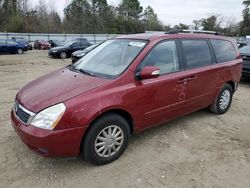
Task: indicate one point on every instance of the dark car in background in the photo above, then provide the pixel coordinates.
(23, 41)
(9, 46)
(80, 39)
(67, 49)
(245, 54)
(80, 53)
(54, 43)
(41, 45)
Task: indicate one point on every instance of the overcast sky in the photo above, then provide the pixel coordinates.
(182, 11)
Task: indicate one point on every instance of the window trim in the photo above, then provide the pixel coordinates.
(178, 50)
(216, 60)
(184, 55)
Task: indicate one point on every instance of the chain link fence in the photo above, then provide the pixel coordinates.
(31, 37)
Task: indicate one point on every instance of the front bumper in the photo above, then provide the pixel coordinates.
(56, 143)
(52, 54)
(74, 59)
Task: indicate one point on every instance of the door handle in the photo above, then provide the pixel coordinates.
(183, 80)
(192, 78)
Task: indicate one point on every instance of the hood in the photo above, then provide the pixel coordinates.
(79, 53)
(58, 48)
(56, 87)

+++

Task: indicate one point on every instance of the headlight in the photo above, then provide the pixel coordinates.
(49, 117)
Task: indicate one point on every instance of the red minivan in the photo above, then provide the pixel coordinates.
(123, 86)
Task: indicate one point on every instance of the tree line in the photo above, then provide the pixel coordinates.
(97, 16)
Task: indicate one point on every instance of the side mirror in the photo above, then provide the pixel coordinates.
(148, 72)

+++

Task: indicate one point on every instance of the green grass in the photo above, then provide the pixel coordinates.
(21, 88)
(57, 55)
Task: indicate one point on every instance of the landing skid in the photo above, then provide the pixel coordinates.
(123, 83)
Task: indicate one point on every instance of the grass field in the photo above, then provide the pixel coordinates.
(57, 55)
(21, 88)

+++

### [Objective]
Pick out and copy each line in the rows above that contains the string "grass". Case counts.

### [Written reply]
Task: indicate one point on every instance of the green grass in the photo above, then provide the pixel coordinates.
Task: indicate one point on every instance of the grass field in the photo above, then provide the pixel coordinates.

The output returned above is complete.